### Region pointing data
+ + + +

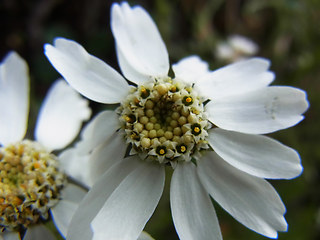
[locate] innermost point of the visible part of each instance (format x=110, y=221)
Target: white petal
x=9, y=235
x=130, y=206
x=87, y=74
x=61, y=116
x=237, y=78
x=145, y=236
x=257, y=155
x=80, y=228
x=250, y=200
x=76, y=165
x=140, y=48
x=14, y=96
x=38, y=232
x=62, y=213
x=190, y=69
x=108, y=153
x=264, y=111
x=73, y=193
x=98, y=130
x=192, y=211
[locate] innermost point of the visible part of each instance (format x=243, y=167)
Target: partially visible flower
x=31, y=184
x=206, y=125
x=236, y=48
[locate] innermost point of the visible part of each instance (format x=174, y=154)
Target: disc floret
x=30, y=183
x=164, y=120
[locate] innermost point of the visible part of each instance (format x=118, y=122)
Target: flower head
x=205, y=124
x=236, y=48
x=31, y=183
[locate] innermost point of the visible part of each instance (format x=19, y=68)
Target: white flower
x=218, y=117
x=236, y=48
x=31, y=183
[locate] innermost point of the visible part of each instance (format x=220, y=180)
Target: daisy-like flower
x=236, y=48
x=207, y=125
x=31, y=184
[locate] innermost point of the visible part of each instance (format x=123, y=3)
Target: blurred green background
x=286, y=31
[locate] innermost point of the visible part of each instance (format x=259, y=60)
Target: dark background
x=287, y=32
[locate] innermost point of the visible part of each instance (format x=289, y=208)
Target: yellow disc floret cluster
x=165, y=120
x=30, y=183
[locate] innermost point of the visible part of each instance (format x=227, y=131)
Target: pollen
x=30, y=183
x=171, y=123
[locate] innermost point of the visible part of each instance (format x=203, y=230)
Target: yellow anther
x=127, y=119
x=36, y=165
x=183, y=148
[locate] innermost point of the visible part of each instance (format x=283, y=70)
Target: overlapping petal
x=240, y=77
x=38, y=231
x=87, y=74
x=10, y=236
x=250, y=200
x=61, y=116
x=190, y=69
x=62, y=214
x=263, y=111
x=76, y=165
x=141, y=51
x=130, y=206
x=257, y=155
x=80, y=228
x=192, y=210
x=100, y=129
x=14, y=96
x=108, y=153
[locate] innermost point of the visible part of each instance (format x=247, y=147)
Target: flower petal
x=62, y=213
x=98, y=130
x=80, y=228
x=250, y=200
x=14, y=96
x=38, y=231
x=140, y=48
x=264, y=111
x=257, y=155
x=130, y=206
x=87, y=74
x=237, y=78
x=145, y=236
x=73, y=193
x=61, y=116
x=192, y=211
x=76, y=165
x=103, y=157
x=9, y=235
x=190, y=69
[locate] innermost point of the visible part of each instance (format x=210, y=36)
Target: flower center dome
x=30, y=183
x=164, y=120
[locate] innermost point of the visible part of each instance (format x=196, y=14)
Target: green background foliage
x=287, y=32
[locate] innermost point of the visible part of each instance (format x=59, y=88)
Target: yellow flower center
x=30, y=183
x=164, y=120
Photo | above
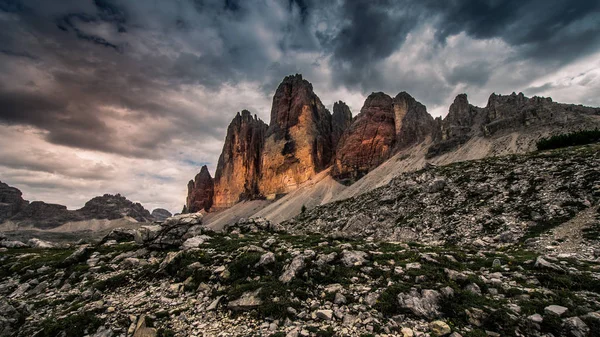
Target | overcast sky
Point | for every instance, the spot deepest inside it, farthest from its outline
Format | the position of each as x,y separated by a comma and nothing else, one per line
133,96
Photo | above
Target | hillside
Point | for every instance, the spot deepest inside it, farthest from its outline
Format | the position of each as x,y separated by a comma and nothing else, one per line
492,201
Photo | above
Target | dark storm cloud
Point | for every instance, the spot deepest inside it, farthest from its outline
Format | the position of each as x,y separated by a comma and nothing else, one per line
93,57
552,31
548,29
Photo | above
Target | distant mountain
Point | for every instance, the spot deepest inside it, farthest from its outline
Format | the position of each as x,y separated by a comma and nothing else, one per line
45,216
389,136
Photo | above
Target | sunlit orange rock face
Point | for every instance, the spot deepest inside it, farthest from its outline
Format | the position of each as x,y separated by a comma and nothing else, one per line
298,141
200,192
369,140
238,169
383,127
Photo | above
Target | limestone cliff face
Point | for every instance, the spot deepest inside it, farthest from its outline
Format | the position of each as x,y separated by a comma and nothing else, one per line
370,139
504,114
298,140
238,169
383,127
413,123
340,121
200,192
11,201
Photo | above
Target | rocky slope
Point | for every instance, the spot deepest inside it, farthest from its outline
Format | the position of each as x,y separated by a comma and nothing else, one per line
508,113
201,192
239,167
256,280
390,136
260,161
41,215
493,201
298,141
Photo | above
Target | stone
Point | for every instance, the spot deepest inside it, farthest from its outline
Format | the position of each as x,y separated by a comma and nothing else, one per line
195,242
37,243
12,244
436,186
214,304
439,328
353,258
295,266
11,201
201,192
541,263
266,259
413,265
161,214
169,259
536,318
407,332
339,298
555,310
248,300
171,233
371,299
575,327
368,141
79,254
326,315
239,167
423,304
298,140
341,119
473,288
141,330
121,235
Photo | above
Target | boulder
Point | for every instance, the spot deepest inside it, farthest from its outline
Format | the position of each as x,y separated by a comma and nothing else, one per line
353,258
201,192
555,310
161,214
248,300
294,267
423,304
439,328
298,140
195,241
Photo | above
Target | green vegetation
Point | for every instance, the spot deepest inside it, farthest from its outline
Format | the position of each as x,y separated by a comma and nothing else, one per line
569,139
76,325
111,282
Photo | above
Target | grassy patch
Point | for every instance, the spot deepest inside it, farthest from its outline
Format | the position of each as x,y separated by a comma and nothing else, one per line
72,326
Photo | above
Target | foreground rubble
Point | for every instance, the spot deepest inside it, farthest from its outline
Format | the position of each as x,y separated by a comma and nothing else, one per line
257,280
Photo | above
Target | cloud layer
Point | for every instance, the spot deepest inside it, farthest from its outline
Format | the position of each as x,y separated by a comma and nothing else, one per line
102,96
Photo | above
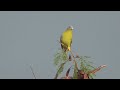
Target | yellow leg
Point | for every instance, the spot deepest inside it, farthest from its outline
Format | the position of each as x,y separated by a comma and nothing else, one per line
68,48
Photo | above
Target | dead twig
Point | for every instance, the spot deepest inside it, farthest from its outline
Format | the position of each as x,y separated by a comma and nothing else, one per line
32,72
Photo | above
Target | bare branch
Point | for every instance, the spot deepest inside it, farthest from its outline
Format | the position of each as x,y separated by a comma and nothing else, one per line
32,72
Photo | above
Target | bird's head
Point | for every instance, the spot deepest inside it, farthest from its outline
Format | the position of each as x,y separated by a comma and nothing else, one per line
70,27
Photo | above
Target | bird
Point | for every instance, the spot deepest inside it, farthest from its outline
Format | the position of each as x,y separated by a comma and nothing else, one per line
66,39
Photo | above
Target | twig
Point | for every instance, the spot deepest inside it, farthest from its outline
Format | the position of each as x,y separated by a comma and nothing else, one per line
71,54
97,69
32,72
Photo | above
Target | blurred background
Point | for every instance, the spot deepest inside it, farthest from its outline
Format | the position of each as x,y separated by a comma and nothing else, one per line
30,38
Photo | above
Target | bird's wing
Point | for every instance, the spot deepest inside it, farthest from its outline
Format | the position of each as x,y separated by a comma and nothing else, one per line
70,42
61,42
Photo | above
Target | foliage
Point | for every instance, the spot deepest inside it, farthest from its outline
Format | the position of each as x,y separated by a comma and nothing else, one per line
86,66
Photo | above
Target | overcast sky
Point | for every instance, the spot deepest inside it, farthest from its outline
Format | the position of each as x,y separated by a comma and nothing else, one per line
30,38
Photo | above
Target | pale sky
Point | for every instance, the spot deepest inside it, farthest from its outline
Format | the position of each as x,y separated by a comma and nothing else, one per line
30,38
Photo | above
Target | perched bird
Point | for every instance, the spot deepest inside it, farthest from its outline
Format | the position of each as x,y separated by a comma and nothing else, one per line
66,39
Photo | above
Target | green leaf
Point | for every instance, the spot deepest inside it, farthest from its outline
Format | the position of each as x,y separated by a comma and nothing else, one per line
60,70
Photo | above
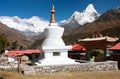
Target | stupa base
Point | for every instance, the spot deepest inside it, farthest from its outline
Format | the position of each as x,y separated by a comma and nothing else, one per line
55,61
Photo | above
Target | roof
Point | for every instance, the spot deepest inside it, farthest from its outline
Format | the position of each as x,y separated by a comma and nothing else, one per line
107,38
78,47
15,53
115,47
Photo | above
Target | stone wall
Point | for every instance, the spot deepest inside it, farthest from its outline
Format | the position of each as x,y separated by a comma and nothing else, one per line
92,66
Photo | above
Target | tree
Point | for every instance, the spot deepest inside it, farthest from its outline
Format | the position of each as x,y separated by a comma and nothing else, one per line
14,45
3,42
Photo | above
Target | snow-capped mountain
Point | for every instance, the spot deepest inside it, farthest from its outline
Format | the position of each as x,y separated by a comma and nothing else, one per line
31,25
80,18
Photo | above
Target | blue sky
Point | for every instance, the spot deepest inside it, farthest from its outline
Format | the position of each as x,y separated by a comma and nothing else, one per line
64,8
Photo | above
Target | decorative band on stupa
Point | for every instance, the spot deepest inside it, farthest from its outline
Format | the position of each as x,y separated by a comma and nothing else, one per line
52,18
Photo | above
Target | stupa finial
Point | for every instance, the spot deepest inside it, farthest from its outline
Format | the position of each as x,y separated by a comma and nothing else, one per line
52,19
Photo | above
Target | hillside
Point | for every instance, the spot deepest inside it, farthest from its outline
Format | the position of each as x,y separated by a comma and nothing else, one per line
107,24
13,35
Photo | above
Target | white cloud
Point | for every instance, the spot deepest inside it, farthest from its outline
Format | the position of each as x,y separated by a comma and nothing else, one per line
33,24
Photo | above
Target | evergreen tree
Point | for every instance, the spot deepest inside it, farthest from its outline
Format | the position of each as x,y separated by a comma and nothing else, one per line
3,42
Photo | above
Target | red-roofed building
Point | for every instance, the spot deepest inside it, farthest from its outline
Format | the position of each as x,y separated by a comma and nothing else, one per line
77,52
115,47
116,53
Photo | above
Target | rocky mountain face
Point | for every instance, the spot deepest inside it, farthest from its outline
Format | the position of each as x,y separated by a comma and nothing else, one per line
80,18
12,35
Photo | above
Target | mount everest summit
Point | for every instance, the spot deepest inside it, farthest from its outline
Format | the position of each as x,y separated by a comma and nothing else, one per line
36,25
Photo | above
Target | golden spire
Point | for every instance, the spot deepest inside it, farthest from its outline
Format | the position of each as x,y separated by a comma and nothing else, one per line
52,19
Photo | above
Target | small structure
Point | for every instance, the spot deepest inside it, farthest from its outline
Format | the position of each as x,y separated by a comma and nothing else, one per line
116,53
55,51
77,52
32,54
97,43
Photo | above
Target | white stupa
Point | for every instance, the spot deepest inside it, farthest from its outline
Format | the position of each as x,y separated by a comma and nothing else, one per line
55,51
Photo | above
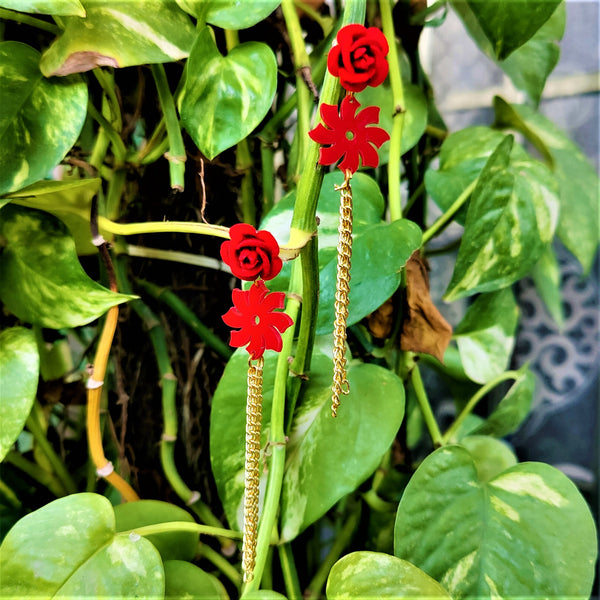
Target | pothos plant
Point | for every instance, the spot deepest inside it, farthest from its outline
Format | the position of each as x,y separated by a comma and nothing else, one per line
350,488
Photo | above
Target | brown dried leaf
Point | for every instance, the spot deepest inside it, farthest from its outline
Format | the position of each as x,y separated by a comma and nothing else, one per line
424,329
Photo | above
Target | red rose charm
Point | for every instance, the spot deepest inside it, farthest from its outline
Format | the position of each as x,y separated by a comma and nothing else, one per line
258,326
250,253
358,58
348,136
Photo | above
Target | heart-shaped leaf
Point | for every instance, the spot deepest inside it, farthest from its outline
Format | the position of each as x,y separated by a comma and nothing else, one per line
230,14
34,133
176,545
42,281
120,33
184,580
19,372
47,7
226,97
378,575
69,549
70,201
486,335
511,217
507,24
320,468
526,533
577,179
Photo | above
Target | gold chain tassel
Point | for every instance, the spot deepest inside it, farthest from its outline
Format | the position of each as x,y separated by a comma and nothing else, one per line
252,473
342,289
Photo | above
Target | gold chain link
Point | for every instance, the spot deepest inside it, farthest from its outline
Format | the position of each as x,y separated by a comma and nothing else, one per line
342,289
251,469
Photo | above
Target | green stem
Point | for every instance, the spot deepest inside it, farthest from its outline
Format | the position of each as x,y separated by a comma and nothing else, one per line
477,396
290,574
176,156
394,161
119,149
177,526
221,563
277,441
428,416
24,19
107,83
445,219
188,317
57,464
162,227
43,477
342,540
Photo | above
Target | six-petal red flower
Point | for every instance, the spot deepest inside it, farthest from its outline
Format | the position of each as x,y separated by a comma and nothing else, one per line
250,253
258,326
348,136
358,57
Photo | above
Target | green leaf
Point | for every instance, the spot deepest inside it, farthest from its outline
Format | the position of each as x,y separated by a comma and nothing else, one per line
70,201
512,409
19,372
377,575
42,281
546,276
317,458
68,549
378,256
226,97
508,24
486,335
491,456
34,133
415,116
511,217
176,545
120,33
47,7
230,14
578,182
529,66
185,581
526,533
320,469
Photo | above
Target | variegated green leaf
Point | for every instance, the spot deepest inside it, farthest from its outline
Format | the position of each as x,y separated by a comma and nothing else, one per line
319,468
68,549
70,201
120,34
378,575
42,281
40,119
578,182
486,335
230,14
511,217
226,97
19,371
526,533
47,7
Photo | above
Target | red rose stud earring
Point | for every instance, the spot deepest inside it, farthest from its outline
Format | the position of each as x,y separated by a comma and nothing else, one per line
254,256
350,134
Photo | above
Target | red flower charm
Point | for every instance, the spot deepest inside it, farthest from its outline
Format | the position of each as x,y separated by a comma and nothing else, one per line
251,254
252,313
358,58
348,135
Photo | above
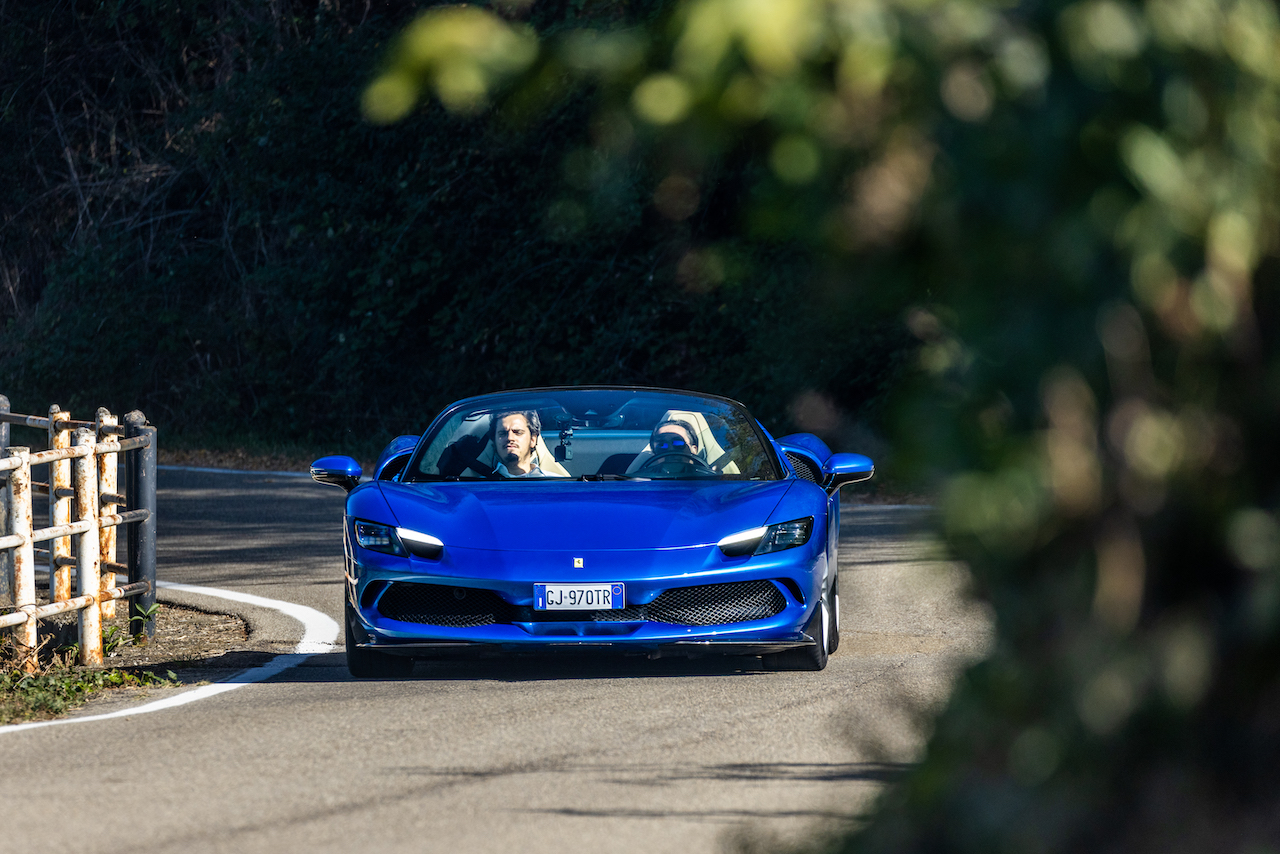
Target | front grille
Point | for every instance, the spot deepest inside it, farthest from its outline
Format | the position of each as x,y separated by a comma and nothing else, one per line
804,467
437,604
712,604
707,604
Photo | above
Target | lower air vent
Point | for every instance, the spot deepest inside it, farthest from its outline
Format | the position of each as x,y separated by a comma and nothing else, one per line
712,604
437,604
707,604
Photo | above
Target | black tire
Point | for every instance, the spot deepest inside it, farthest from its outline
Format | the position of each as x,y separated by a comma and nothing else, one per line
833,630
814,656
368,663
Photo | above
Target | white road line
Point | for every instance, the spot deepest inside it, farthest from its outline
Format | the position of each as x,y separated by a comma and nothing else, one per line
319,633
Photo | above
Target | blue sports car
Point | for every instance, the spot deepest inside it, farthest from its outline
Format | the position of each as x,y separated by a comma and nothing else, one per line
647,521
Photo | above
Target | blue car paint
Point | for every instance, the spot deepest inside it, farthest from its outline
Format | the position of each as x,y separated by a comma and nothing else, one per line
504,537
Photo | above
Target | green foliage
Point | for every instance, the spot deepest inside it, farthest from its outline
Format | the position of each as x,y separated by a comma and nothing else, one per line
58,686
218,238
1075,205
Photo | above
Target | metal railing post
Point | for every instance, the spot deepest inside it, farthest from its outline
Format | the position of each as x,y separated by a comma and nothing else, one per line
87,581
106,487
5,555
23,556
59,507
141,494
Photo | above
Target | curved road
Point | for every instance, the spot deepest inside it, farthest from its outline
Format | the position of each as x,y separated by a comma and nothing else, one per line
489,756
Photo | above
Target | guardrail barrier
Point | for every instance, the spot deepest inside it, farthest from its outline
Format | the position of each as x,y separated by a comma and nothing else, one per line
83,503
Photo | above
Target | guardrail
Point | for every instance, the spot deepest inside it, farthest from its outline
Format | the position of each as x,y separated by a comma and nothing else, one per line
83,499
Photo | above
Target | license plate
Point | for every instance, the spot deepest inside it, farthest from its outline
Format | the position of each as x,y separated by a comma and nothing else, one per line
580,597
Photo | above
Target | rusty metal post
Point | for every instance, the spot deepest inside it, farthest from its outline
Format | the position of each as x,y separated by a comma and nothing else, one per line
106,485
87,581
23,556
5,555
59,506
140,473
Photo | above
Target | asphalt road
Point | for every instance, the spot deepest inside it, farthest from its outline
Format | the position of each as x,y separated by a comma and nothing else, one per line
490,756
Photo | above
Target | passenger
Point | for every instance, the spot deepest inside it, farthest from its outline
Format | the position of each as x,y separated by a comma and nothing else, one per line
515,441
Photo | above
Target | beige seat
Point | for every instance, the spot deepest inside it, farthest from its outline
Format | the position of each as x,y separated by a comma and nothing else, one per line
709,447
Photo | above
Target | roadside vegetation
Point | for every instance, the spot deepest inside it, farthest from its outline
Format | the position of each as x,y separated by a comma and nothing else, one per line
56,684
199,223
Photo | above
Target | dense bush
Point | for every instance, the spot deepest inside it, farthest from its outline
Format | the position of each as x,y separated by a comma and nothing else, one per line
199,223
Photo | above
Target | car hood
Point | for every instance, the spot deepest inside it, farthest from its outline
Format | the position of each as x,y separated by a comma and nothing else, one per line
577,516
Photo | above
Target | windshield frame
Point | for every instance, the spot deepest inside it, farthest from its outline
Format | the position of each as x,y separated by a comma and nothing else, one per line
771,469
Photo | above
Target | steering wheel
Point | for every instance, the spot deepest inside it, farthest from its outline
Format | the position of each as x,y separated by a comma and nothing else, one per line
685,460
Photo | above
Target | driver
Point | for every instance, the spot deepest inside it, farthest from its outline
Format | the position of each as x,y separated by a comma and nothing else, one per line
673,435
515,439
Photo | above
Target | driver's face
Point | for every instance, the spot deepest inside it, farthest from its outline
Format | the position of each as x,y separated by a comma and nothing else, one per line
515,442
673,432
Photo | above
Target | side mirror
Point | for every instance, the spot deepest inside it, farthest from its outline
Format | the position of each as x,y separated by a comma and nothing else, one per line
337,471
845,469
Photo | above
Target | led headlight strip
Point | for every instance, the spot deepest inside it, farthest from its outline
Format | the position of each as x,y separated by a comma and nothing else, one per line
773,538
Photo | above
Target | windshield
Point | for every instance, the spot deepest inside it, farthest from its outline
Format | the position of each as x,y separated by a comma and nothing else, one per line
594,434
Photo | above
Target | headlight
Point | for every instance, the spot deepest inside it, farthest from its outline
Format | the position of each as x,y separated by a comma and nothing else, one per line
775,538
379,538
397,540
420,544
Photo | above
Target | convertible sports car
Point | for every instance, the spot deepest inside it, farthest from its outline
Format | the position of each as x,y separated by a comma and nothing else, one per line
638,520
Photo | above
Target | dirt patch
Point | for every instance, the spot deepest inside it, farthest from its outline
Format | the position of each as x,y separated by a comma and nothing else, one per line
188,642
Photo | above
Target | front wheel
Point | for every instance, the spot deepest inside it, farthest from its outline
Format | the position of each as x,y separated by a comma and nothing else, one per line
368,663
813,657
833,634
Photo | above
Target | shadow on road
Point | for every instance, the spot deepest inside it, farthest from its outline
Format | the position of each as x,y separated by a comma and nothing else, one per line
332,667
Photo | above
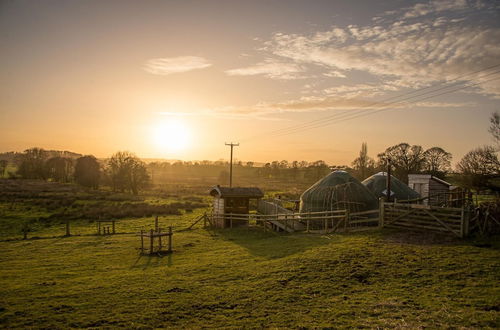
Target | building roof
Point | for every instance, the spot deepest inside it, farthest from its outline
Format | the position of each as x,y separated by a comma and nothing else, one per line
249,192
428,177
337,190
377,184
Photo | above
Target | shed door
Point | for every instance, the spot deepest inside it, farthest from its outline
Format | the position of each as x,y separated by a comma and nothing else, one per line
419,187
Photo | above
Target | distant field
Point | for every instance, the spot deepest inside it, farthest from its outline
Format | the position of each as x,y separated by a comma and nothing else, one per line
243,277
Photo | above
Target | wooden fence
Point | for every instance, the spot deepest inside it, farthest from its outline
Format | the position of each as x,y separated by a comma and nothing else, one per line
424,217
317,222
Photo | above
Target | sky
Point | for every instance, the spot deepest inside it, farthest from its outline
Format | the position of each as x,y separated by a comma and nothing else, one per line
288,80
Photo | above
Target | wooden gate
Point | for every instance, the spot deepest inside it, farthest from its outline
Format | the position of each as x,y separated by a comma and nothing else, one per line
416,216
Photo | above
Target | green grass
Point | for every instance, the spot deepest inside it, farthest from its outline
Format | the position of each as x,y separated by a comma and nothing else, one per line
239,278
248,278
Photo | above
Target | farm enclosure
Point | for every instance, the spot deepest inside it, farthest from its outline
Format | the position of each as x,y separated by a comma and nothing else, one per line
245,277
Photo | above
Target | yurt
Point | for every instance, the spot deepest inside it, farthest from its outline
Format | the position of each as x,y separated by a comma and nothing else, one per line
337,191
377,184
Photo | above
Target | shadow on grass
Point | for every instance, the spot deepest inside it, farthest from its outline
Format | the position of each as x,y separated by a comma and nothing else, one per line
271,245
432,238
146,261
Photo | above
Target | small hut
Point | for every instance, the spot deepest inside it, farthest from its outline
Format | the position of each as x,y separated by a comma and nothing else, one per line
377,184
338,190
430,187
234,200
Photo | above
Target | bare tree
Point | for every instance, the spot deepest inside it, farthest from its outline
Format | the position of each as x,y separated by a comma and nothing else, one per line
478,167
363,165
32,163
59,168
405,158
437,162
127,172
87,172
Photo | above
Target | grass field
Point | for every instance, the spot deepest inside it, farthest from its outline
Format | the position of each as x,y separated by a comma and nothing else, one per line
246,278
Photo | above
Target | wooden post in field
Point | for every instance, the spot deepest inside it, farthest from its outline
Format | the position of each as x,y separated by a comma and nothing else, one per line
346,222
151,241
381,213
159,239
142,241
170,239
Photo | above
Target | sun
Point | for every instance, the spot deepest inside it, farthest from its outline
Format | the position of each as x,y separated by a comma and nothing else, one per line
171,135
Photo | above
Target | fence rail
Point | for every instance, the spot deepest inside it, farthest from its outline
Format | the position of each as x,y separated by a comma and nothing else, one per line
424,217
321,222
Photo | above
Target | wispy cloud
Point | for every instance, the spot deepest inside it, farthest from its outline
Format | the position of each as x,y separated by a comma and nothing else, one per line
270,68
408,54
166,66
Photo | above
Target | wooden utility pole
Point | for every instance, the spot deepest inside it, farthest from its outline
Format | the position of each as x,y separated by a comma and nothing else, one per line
231,163
388,188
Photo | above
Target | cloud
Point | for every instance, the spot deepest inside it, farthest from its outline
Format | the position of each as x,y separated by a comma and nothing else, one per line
271,69
166,66
402,54
422,9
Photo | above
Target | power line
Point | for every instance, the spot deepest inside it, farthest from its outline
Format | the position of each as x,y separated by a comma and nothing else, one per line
348,113
330,122
231,163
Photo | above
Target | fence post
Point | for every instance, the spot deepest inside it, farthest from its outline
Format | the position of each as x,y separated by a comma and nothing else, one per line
381,212
170,239
151,241
346,222
142,241
464,223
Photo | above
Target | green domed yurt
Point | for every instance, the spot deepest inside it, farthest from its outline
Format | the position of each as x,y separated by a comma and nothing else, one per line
337,191
377,184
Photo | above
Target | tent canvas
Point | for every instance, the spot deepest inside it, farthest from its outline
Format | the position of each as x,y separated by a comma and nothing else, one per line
338,190
377,184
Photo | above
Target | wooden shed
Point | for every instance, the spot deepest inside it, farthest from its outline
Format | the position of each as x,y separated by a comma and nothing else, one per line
434,189
235,200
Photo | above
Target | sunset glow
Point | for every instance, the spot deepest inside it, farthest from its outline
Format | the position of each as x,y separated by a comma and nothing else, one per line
171,136
304,74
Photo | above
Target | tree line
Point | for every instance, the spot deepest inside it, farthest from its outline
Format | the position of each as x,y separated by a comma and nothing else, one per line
123,171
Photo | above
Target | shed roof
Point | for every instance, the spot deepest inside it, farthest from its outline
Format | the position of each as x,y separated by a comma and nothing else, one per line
428,177
250,192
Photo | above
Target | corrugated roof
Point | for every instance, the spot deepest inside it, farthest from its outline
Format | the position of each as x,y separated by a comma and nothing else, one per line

+ + + +

A complete answer gives every line of the records holding "front".

Target | front grille
Target | front wheel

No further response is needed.